**REQUESTS**
1. In the Hong Kong demands page, rewrite the passage from "[5/6]Demands from Hong" to "during Umbrella Movement.", replacing "Facebook" with "social media".
2. Shorten the paragraph of the Hong Kong demands page that opens "Arrested near the" to two sentences, keeping its main facts.
— START OF PAGE EXCERPT —
[5/6]Demands from Hong Kong People
4️⃣ Free and drop charges against the protestors on 12 June
Arrested near the Leglastive Council Complex on 12 June, the eight protesters were unconditionally released on 18 June. It is said that they were not charged due to a lack of evidence. However, Legislative Councillor Tanya Chan warned that there is a chance of being charged after a “unconditional release” on her Facebook Page, from her personal experience. [Timeline as described on Tanya Chan’s Facebook post, translated from Chinese]
December 2014: Chan was arrested as the police was clearing the mass during Umbrella Movement.
January 2015: She was arrested after Police’s invitation to assist the investigation and unconditionally released after 7 hours.
March 2015: She was arrested and filed charges officially. However, the crime was completely irrelevant to what was suggested during the two previous arrests.
June 2019: She was sentenced 8 months of imprisonment with a suspension of 2 years.
— END OF PAGE EXCERPT —
— START OF EXTRACTED RECORDS —
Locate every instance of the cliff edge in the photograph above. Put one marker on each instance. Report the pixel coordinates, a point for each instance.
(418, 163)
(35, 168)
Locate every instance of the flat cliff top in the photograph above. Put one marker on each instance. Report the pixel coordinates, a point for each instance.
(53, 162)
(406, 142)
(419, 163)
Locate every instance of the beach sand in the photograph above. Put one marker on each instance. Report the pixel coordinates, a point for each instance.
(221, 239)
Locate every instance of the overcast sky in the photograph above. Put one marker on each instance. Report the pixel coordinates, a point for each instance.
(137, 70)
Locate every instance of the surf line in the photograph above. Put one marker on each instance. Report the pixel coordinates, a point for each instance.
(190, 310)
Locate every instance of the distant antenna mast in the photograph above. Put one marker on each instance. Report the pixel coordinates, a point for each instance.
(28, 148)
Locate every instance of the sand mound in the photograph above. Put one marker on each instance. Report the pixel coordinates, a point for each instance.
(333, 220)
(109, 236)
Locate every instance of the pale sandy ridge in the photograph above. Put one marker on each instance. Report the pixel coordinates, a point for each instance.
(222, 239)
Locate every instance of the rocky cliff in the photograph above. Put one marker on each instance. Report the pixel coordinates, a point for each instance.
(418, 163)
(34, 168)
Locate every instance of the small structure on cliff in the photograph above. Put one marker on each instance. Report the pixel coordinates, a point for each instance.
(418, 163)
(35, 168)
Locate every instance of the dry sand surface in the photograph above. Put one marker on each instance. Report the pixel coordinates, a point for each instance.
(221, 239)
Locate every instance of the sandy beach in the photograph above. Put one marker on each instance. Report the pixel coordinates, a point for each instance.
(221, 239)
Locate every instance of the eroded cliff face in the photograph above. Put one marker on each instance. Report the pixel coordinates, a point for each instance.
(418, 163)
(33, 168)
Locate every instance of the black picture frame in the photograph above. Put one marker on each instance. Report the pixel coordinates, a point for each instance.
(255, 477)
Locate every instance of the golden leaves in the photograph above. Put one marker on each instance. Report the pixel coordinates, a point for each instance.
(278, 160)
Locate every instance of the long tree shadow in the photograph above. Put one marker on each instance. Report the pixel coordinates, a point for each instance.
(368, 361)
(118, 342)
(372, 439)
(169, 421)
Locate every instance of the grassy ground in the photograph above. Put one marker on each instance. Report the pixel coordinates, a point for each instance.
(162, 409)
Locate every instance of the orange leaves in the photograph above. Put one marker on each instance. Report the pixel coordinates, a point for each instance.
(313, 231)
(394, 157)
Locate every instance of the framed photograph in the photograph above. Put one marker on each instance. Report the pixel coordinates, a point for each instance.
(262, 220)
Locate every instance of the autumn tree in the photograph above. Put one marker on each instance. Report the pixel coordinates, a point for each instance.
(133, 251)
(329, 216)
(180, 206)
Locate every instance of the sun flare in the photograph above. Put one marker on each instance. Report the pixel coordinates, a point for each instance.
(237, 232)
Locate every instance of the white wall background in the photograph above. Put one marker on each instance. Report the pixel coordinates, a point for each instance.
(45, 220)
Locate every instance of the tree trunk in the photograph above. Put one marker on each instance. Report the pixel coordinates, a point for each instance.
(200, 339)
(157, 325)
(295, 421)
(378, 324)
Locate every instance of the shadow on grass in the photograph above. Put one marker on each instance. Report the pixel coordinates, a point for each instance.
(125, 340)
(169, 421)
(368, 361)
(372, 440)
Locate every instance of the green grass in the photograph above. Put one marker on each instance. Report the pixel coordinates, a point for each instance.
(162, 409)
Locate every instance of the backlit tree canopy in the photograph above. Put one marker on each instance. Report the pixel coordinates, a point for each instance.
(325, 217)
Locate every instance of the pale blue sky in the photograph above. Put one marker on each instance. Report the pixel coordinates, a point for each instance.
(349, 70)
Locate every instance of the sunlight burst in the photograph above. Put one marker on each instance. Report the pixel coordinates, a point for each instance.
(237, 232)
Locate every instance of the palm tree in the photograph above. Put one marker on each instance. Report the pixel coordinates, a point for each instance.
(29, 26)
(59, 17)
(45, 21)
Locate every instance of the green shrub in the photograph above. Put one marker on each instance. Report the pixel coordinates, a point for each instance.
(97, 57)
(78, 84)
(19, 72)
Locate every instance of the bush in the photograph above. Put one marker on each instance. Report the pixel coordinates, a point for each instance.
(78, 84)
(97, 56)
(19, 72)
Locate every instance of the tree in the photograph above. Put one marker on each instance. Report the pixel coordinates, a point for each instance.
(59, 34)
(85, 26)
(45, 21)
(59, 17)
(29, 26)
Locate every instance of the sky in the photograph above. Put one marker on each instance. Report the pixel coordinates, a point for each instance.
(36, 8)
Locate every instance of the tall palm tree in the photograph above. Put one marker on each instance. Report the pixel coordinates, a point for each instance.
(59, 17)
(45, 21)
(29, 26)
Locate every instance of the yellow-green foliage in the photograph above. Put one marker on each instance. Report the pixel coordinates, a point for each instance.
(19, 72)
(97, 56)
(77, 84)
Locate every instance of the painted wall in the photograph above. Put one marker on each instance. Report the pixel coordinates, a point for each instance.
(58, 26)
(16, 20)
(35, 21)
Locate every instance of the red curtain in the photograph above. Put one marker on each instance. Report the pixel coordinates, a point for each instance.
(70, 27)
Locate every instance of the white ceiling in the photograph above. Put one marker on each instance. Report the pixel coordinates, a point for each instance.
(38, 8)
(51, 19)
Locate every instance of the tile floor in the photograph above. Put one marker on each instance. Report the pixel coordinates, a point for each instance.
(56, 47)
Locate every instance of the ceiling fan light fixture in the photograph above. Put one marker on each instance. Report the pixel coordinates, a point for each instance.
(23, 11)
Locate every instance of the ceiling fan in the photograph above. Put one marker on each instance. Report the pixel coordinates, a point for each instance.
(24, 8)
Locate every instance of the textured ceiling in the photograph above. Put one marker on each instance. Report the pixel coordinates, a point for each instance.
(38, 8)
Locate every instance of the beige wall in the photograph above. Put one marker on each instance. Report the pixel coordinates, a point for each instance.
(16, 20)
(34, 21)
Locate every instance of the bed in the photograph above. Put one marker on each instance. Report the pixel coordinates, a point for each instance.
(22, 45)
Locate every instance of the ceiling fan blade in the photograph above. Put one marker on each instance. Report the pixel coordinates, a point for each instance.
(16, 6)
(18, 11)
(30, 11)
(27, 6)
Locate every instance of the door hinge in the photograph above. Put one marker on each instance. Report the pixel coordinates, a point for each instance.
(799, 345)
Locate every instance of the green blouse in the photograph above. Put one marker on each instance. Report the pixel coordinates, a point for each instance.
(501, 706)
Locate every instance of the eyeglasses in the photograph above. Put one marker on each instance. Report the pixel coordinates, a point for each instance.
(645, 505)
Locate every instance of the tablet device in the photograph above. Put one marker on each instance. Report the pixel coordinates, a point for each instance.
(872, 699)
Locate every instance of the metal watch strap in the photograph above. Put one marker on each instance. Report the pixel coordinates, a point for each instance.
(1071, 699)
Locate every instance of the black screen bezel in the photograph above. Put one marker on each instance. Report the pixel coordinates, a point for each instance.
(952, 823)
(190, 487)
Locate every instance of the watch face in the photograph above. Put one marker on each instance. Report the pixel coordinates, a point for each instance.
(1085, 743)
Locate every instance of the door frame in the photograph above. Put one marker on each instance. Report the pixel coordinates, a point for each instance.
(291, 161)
— END OF EXTRACTED RECORDS —
**ANSWERS**
1.
[5/6]Demands from Hong Kong People
4️⃣ Free and drop charges against the protestors on 12 June
Arrested near the Leglastive Council Complex on 12 June, the eight protesters were unconditionally released on 18 June. It is said that they were not charged due to a lack of evidence. However, Legislative Councillor Tanya Chan warned that there is a chance of being charged after a “unconditional release” on her social media Page, from her personal experience. [Timeline as described on Tanya Chan’s social media post, translated from Chinese]
December 2014: Chan was arrested as the police was clearing the mass during Umbrella Movement.

2. Eight protesters arrested on 12 June were released unconditionally on 18 June, reportedly without charges because of a lack of evidence. Drawing on her personal experience, Legislative Councillor Tanya Chan warned on her Facebook Page that charges can still follow an "unconditional release."